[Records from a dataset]
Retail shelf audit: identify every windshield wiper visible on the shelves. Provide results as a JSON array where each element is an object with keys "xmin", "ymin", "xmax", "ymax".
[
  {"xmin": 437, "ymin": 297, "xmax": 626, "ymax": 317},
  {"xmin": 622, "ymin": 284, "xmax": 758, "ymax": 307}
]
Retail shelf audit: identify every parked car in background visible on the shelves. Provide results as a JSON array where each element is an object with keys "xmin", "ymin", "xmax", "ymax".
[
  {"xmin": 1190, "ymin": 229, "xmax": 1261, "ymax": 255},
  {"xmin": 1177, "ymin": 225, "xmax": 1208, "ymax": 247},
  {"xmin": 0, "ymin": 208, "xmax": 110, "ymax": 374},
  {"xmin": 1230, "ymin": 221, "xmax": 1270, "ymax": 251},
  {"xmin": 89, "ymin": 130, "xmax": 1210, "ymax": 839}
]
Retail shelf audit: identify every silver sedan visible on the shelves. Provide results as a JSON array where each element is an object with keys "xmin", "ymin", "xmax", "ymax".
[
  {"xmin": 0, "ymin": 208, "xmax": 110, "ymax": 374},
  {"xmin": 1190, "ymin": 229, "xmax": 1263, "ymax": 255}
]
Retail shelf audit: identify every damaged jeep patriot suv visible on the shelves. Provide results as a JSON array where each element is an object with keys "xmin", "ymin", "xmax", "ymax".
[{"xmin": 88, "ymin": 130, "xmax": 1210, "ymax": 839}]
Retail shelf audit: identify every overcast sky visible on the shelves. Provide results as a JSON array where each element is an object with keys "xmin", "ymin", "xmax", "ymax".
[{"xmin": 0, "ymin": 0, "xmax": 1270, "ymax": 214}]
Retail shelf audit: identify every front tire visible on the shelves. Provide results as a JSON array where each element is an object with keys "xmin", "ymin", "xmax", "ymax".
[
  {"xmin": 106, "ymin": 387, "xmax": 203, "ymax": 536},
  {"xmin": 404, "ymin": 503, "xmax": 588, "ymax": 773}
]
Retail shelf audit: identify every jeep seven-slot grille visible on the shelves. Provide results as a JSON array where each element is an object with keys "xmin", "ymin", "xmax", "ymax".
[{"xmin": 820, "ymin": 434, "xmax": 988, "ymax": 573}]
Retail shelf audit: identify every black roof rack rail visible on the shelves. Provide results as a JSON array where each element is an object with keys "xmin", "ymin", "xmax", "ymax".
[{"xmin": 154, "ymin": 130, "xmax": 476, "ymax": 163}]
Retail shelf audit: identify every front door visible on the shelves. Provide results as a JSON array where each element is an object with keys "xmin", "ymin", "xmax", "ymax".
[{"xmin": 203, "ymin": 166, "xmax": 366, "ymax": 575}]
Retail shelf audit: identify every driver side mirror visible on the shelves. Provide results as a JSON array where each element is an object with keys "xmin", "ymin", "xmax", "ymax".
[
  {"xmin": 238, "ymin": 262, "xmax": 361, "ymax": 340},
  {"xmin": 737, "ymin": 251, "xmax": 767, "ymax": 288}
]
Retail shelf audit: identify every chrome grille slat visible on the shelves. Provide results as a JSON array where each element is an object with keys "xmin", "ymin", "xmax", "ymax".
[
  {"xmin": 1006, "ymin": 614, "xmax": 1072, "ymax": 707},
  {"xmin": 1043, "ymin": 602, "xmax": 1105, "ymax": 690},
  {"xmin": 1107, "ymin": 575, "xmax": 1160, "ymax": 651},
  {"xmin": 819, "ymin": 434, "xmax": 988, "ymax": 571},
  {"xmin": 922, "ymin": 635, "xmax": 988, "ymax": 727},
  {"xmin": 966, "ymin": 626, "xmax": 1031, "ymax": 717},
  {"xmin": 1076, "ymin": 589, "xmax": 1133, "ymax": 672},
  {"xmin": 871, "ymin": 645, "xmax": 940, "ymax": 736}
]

(Objective): Reproduce every one of the entries above word for word, without changing any line.

(Problem solution):
Retail shelf audit: identify every windshield wiper visible on the shelves. Provide results as a JSON array where each element is an object with keys "xmin", "ymin", "xmax", "ymax".
[
  {"xmin": 437, "ymin": 297, "xmax": 626, "ymax": 317},
  {"xmin": 622, "ymin": 284, "xmax": 758, "ymax": 307}
]
Retail shelf audit: identify every parked car in background visible on the shelves. Provide results as a JSON array where each element is an object with keys "xmin", "ymin", "xmax", "ymax".
[
  {"xmin": 1190, "ymin": 229, "xmax": 1261, "ymax": 255},
  {"xmin": 1177, "ymin": 225, "xmax": 1208, "ymax": 247},
  {"xmin": 0, "ymin": 208, "xmax": 110, "ymax": 374},
  {"xmin": 1230, "ymin": 221, "xmax": 1270, "ymax": 251},
  {"xmin": 89, "ymin": 130, "xmax": 1210, "ymax": 839}
]
Retail shelf audit: identify every silver sedan visible on the shelves. Provide results as a JSON array where each element is an object with keys "xmin", "ymin", "xmax", "ymax".
[
  {"xmin": 0, "ymin": 208, "xmax": 110, "ymax": 374},
  {"xmin": 1190, "ymin": 229, "xmax": 1263, "ymax": 255}
]
Retail shelf audit: identify every damaged jeep patriot suv visible on the shelves. Provide results as a JSON array where each element is an object with keys "xmin", "ymin", "xmax", "ymax".
[{"xmin": 88, "ymin": 130, "xmax": 1210, "ymax": 839}]
Retail shelf audit: identify every overcast sky visible on the shelves. Provide results as a JSON array where each element is an object with keys "xmin", "ymin", "xmax", "ymax".
[{"xmin": 0, "ymin": 0, "xmax": 1270, "ymax": 214}]
Retail shelf audit: identify every front tire visible on the shelves. Provide results as a JSON array where each element is an object with keys "xmin", "ymin", "xmax", "ymax".
[
  {"xmin": 106, "ymin": 387, "xmax": 203, "ymax": 536},
  {"xmin": 404, "ymin": 503, "xmax": 588, "ymax": 773}
]
Retail shelf audit: identify every jeep seven-slot grille visible on the shelves. Provide results as a JSON array where each element is an object with keys "xmin", "ymin", "xmax", "ymax".
[{"xmin": 820, "ymin": 434, "xmax": 988, "ymax": 573}]
Retail shelf audit: identify every black roof rack rail visible on the shelves. Provide results as a JSON array where each element is an object with keys "xmin", "ymin", "xmax", "ymax".
[{"xmin": 154, "ymin": 130, "xmax": 476, "ymax": 163}]
Retail shelf audit: identify every front door visible on the shelves. Provide results as a JSON array where each element is an object with keys "xmin", "ymin", "xmax", "ymax".
[{"xmin": 203, "ymin": 166, "xmax": 366, "ymax": 575}]
Retail shelf audit: identify every driver side mirror visible on the shelves. Provide results as a JSON array where each element is an object with keys "xmin", "ymin", "xmax", "ymax".
[
  {"xmin": 238, "ymin": 262, "xmax": 361, "ymax": 340},
  {"xmin": 737, "ymin": 251, "xmax": 767, "ymax": 288}
]
Retail shelf audit: identify every chrome grille slat visible on the shelves. Provide results as a JSON array where each element is an object with keys "xmin", "ymin", "xmax", "ymax".
[
  {"xmin": 1006, "ymin": 614, "xmax": 1072, "ymax": 707},
  {"xmin": 1043, "ymin": 602, "xmax": 1105, "ymax": 690},
  {"xmin": 1107, "ymin": 575, "xmax": 1160, "ymax": 651},
  {"xmin": 819, "ymin": 434, "xmax": 988, "ymax": 571},
  {"xmin": 922, "ymin": 635, "xmax": 988, "ymax": 727},
  {"xmin": 966, "ymin": 626, "xmax": 1031, "ymax": 717},
  {"xmin": 1076, "ymin": 589, "xmax": 1133, "ymax": 672},
  {"xmin": 871, "ymin": 645, "xmax": 940, "ymax": 736}
]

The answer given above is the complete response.